Thermos menu

17.03.17

Thermos menu

A thermos offers the possibility to have a fresh, healthy and warm lunch. This can be prepared in the morning, "cooks" further in the thermos and can then be eaten for lunch. So it is ideal for on the go or for lunch breaks at work.

Preparation:

Melt ghee in a pan, add the ground spices to the hot fat and then the mungdal. Then add the rice and the finely chopped vegetables. Cover the ingredients with water and boil for two minutes. Then pour the whole mixture into a thermos. Screw the lid on tightly and leave the thermos closed for about 4 hours. While you go about your work, the meal will be "cooked" and you will have a wonderfully freshly prepared lunch.

Remark:

You can experiment a little with quantities and cooking time. Always remember that mungdal and rice swell and therefore need a generous amount of water for the right consistency. Note that carrots or parsnips, for example, take longer to cook than spinach. Just use fresh vegetables that are in season.

With the spices, you should pay attention to the order: Start with whole spice seeds first, such as mustard seeds or whole cumin, followed by ground spices and finally leafy spices such as basil, marjoram, etc.

Variations:

  1. Pulses: yellow mungdal, red or brown lentils, beluga lentils, plate lentils.
  2. Cereals (sweet grasses): Spelt meal, barley, oats, bulgur, rice, millet - also possible in flake form.
  3. Vegetables: courgette, pumpkin, sweet potato, asparagus, carrots, parsnips, chard, etc.

__DIRECTION__
Decide whether each statement agrees with the thermos menu recipe, answering yes or no and quoting the words of the text that settle it: (a) the filled thermos stays closed for about four hours; (b) ground spices go in before whole spice seeds; (c) the mixture boils for ten minutes before it goes into the thermos. The listing that comes next has nothing to do with this.

__DATASET ROWS__
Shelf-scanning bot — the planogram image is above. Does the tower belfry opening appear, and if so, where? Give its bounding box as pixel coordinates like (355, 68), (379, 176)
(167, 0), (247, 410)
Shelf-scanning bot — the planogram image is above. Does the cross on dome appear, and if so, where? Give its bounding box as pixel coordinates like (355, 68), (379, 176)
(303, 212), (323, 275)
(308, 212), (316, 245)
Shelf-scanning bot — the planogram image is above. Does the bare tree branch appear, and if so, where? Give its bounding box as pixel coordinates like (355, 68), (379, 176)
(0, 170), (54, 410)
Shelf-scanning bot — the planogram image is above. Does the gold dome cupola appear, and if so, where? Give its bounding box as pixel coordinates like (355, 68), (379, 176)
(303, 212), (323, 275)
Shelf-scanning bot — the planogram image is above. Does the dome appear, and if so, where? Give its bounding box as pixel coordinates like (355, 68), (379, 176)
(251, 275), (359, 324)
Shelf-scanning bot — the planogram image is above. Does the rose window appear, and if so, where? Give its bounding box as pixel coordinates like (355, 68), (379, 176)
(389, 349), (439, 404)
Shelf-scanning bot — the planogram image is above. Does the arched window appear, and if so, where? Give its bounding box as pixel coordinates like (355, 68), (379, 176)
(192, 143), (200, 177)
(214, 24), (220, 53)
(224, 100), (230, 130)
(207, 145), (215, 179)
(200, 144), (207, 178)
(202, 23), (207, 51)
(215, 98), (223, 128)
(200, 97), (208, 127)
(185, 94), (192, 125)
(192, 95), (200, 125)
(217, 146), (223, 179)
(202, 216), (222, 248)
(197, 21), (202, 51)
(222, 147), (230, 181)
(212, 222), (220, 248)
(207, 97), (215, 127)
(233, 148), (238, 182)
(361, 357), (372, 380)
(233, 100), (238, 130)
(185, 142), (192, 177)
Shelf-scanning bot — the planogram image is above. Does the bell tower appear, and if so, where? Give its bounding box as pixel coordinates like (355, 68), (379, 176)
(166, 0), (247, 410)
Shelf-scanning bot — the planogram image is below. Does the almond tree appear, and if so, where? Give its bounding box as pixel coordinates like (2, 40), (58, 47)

__SOLUTION TO THIS TASK__
(a) Yes: "leave the thermos closed for about 4 hours"
(b) No: "Start with whole spice seeds first, such as mustard seeds or whole cumin, followed by ground spices"
(c) No: "boil for two minutes"